● DOCUMENT EXCERPT:
- - - - -

For all the divisiveness between classes about the ACA, the ACA's implementation of "pay-for-performance" or quality-based reimbursement benefits the poor and rich alike. Historically all healthcare providers and systems have been based on a "fee-for-service" model. What that means that is that folks are paid based on each episode of care. While this makes sense at first glace, it actually incentives poor medicine.
For example, if you came to see me because you had hand pain after falling I get paid for that visit. However, if I miss a diagnosis of a bone fracture and instead treat you for a sprained wrist so you have to come back again a month later for a second visit because things have gotten worse, not better, I get paid again -- something that probably would not have happened if I had made the right diagnosis to begin with. I get paid more for poor doctoring than good doctoring.
There are no service industries that behave this way. Everywhere else all the services that are required to make up for the mistake are free. Recently the manufacturer of my car put out a recall on dashboards. They paid for the labor and parts to replace it because they were the ones who messed up in the first place. In healthcare, that's not the way it's worked. The most egregious example I can think of? If your surgeon amputates the wrong leg (an unfortunate mistake that actually has happened), they get paid for the surgery that cut off the wrong leg and the surgery that they do next to cut off the correct one.
Three of the best programs that the ACA established are Medicare's Hospital Value-Based Purchasing (VBP) Program, Hospital Readmissions Reduction Program, and the Hospital-Acquired Condition (HAC) Reduction Program. Medicare, the largest insurer in the country heavily influences the practices of all other insurance companies.

- - - - -

● PROVIDED MATERIAL:
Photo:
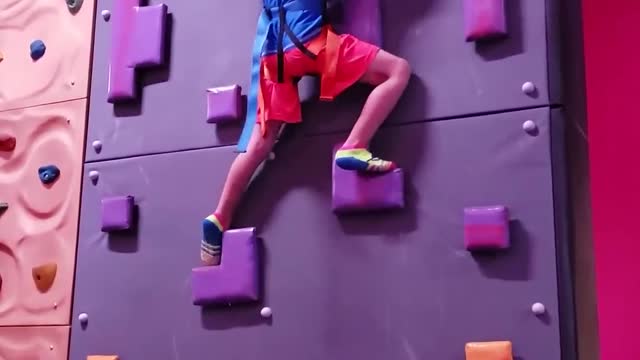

- - - - -

● ACTIVITY LIST:
1) In the passage on healthcare reimbursement, which insurer is described as the largest in the country?
2) Write the next part of the passage on healthcare reimbursement, starting after its final sentence.

● EXPECTED RESPONSES:
1) Medicare

2)
In a nutshell the VBP rewards entities that score well on certain metrics that range from clinical (e.g. speed of treating of heart attack) to patient experience to efficiency. Those that score poorly get reduced payment with the fee reduction invested into programs to improve their quality outcomes.
The Readmissions Reduction Program and the HAC target common complications that are preventable. For example, if you are discharged from the hospital after having a heart attack too soon and have to be readmitted a few days later for complications, the second admission was preventable. Medicare can now track readmission averages based on risk and reward hospital systems with low readmission rates.
The HAC looks at common complications, for example surgical site infection and catheter-associated infections, and rewards hospitals with lower rates of preventable complications.
While we don't like to admit it, reimbursement really drives care. I started my medical training before the implementation of this and the change has been remarkable.